Continue the passage on soft-margin support vector machines, picking up right after equation (18.19).

##### Source document

When the training samples are not linearly separable, we cannot find a solution to the optimization problem in (18.15). However, if the samples are nonlinearly separable, we can map the input samples to a higher-dimensional space with a properly chosen nonlinear mapping Φ so that the samples become linearly separable and the problem in (18.15) is solvable, as shown in Fig. 18.2. However, this may dramatically increase the dimensionality of the feature space, resulting in the so-called dimension disaster. The answer lies in the kernel technique introduced above. Notice that the problem in (18.15) and the optimal classification function in (18.16) exclusively involve the dot product operation on input vectors. We can avoid an explicit nonlinear mapping by using some appropriate kernel function k(x _i, x _j) to replace the dot product x _i ⋅ x _j, where k(x _i, x _j) = Φ(x _i) ⋅ Φ(x _j). In this way, we have the nonlinear maximum-margin classifier.

Soft Margin

Above, we have shown how kernel functions can be used to implicitly map the samples into a feature space in which the samples become linearly separable. However, it may be problematic if we always rely on the mapping induced by a kernel function to achieve perfect separation of samples. This is because the samples in practice are usually imperfect and are subject to interferences of various noises, and the linear inseparability of samples in the input space may have resulted from the noises and not be an inherent characteristic of the patterns. Further, even if the patterns are not linearly separable in the input space, there are still noises in the samples. A strong nonlinear mapping seeking perfect separation may lead to potential overfitting to training samples and reduced generalizability of classifiers. Therefore, a good algorithm should be able to tolerate some training errors. In SVM, this is achieved by introducing the concept of soft margin. The idea of this is to augment the margin by allowing some misclassified samples in the training process. The optimization problem then becomes

\begin{matrix} min_{w, b} \frac{1}{2} | | w | |^{2} + C \sum_{i = 1}^{n} ξ_{i} \\ with y_{i} (x \cdot w + b) - 1 + ξ_{i} \geq 0, i = 1, 2, \dots, n, \\ ξ_{i} \geq 0, i = 1, 2, \dots, n, \end{matrix}

(18.17)

where ξ _i are slack variables, C is the parameter controlling the tradeoff between the classification margin and training errors, and the coefficient 1/2 is introduced for representation convenience. The Lagrangian dual problem of this problem is

\begin{matrix} max_{α} \sum_{i = 1}^{n} α_{i} - \frac{1}{2} \sum_{i = 1}^{n} \sum_{j = 1}^{n} y_{i} y_{j} α_{i} α_{j} (x_{i} \cdot x_{j}) \\ with \sum_{i = 1}^{n} y_{i} α_{i} = 0, \\ \forall i : 0 \leq α_{i} \leq C, i = 1, 2, \dots, n . \end{matrix}

(18.18)

Again, the problem exclusively involves the dot product operation on input vectors. Therefore, the dot product can be replaced by a kernel function; That is,

\begin{matrix} max_{α} \sum_{i = 1}^{n} α_{i} - \frac{1}{2} \sum_{i = 1}^{n} \sum_{j = 1}^{n} y_{i} y_{j} α_{i} α_{j} k (x_{i}, x_{j}) \\ with \sum_{i = 1}^{n} y_{i} α_{i} = 0, \\ \forall i : 0 \leq α_{i} \leq C, i = 1, 2, \dots, n . \end{matrix}

(18.19)

##########
##### Recorded information

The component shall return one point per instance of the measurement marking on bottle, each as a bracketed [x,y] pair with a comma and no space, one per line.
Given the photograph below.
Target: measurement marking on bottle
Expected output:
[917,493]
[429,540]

##########

= Response below =
Solving this optimization problem leads to the nonlinear soft margin classifier

\begin{matrix} f (x) = sgn [\sum_{i = 1}^{n} α_{i}^{*} y_{i} k (x, x_{i}) + b^{*}], \end{matrix}

(18.20)

in which α _i ^* is the solution to the problem in (18.19), and b ^* can be calculated with

\begin{matrix} b^{*} = \frac{1}{y_{i}} - \sum_{j = 1}^{n} α_{i}^{*} y_{j} k (x_{i}, x_{j}), \end{matrix}

(18.21)

where i is an arbitrary index satisfying 0 < α _i < C.

Only the samples with α _i ^* > 0 contribute to the final maximum-margin hyperplane, being called support vectors (SVs). SVs are those samples that are on or between the hyperplanes H ₁ and H ₂.

Applications of Kernel Methods to Bioinformatics

Kernel methods, especially the SVM, have been successfully used to address various biological problems, e.g., gene prediction [18.34], gene expression data analysis [18.35], RNA splicing site prediction [18.36], protein classification [18.26], protein structure prediction [18.37], protein function prediction [18.38], protein mass-spectrometric data analysis [18.39,40], etc. This section does not list all applications of kernel methods in bioinformatics (some reviews already exist, e.g., [18.3,4,5]), but gives some detailed research results on two specific problems, namely peptide identification from tandem mass spectra and protein homology prediction.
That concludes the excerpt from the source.